Stored dataset entries
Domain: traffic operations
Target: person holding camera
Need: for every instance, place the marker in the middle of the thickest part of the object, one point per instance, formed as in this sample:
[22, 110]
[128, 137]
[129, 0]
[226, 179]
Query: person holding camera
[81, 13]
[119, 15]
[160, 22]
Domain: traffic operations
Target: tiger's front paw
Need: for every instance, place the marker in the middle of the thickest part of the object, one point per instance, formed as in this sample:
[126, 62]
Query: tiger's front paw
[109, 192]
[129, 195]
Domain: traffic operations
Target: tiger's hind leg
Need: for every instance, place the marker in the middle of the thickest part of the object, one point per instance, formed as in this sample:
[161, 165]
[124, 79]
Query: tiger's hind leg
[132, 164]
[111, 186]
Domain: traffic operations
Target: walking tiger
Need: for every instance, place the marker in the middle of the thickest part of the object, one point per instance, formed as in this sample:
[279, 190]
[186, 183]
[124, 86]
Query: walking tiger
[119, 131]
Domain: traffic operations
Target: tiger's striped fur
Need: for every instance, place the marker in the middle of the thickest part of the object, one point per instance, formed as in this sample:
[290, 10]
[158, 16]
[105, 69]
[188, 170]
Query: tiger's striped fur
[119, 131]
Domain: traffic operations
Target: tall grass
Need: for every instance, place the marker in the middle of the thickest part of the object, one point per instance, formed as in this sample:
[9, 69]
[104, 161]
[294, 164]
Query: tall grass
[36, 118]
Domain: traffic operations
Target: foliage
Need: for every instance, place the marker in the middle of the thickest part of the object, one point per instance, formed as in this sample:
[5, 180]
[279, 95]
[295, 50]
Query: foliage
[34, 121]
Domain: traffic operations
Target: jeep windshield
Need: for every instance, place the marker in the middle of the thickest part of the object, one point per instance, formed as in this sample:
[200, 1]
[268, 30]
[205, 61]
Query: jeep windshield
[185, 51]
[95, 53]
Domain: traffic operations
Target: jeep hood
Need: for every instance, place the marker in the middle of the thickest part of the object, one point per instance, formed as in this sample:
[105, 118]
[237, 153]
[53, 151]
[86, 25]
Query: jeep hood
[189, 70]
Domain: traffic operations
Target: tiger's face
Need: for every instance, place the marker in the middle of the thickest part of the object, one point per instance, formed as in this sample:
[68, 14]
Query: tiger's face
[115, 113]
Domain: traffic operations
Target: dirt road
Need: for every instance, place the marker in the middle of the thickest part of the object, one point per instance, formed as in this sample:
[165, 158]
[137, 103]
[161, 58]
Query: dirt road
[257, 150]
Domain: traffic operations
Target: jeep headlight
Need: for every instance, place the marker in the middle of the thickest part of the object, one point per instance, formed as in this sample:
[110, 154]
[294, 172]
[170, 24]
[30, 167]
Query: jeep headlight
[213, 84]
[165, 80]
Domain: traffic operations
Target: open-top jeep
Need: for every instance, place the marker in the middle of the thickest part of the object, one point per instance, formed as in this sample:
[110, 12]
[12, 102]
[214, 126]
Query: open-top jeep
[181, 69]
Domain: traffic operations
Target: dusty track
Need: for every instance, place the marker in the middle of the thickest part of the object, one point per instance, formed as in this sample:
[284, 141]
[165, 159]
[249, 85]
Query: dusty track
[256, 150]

▶ **TASK REQUIREMENTS**
Please pick out each line of the listing that contains the string "face". Case counts.

▶ **RESPONSE TO THIS TASK**
Target: tiger's face
Query: tiger's face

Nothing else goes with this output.